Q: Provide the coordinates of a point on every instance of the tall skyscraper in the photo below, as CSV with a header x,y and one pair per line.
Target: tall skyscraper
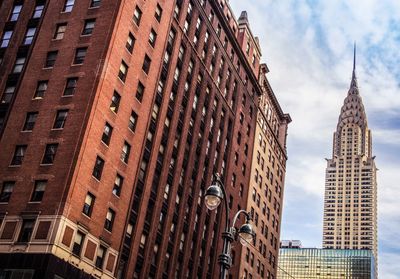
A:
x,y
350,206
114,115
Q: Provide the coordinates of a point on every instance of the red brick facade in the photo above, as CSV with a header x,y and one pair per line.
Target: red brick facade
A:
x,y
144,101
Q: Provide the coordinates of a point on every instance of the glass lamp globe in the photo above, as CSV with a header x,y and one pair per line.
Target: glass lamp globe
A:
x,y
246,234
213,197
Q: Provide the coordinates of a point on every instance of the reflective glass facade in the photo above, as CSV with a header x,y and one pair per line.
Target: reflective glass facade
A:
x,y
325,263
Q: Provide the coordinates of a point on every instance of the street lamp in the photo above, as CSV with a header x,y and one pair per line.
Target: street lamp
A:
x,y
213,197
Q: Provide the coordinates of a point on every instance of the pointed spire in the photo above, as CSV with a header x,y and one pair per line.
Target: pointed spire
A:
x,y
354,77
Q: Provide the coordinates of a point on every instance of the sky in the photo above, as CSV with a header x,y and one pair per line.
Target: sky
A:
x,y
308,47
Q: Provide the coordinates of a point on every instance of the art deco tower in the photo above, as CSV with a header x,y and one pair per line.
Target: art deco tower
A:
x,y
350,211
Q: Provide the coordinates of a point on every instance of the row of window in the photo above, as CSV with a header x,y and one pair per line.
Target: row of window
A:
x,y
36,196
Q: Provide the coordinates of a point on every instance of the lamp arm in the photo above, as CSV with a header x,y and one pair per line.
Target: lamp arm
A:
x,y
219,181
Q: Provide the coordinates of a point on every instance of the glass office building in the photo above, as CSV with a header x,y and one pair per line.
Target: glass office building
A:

━━━━━━━━━━

Directive :: Return all of the material above word for word, leaving out the picture.

Result of the task ::
Q: Provide the coordinates of a point on every instance of the tall skyscraper in the photo below, as CSV with a header x,y and one pair per line.
Target: tall skyscraper
A:
x,y
350,206
114,115
Q: Provide the coordinates of a point on every instance of the red brick facade in the photo above, as CSV with a header x,y and one pair per line.
Target: red brick facade
A:
x,y
144,101
Q: Provide the coordinates of a point on every instance of the glass lamp globe in the photo above, as CSV with a header x,y and one pair per line.
Target: glass lamp globe
A:
x,y
246,234
213,197
Q: Provide the coordinates of a point on every instance of the reflective glass facade in the photo above, as CSV with a header x,y and one pair per line.
Target: reflective glass facade
A:
x,y
325,263
Q: Provide the coordinates of a point on every instance of the street lamp in the photo above, as CSV with a header x,y and one pair per line.
Target: street lamp
A:
x,y
213,197
Q: Provide the coordinates of a point on every instance of the pointed spire in the photo above, as CSV with a header x,y and one pair per line.
Target: pointed spire
A:
x,y
354,77
Q: Provide the coordinates of a point on every instance of the sky in the photo above, as CSV with a header x,y and one pair per line.
Target: sky
A:
x,y
308,47
Q: Provide the coordinates of a point on every instance of the art deco tower in the photo above, as CSV with a header x,y and one pair per line.
Target: art deco tower
A:
x,y
350,211
Q: Provide the coordinates of a point on every instance of the row of window in the photo above, as CSV with a header x,y and one pair per line.
Target: row of window
A:
x,y
36,196
Q: Provide the coordinates of a point on every instance of the lamp arm in the photo above, as CSV with a header x,y and one pair per line.
Target: lamp arm
A:
x,y
219,181
Q: Provide the coordinates of a point on every instance of the glass office building in the photo above, as CSV with a header x,y and one pair per line.
Target: glass office building
A:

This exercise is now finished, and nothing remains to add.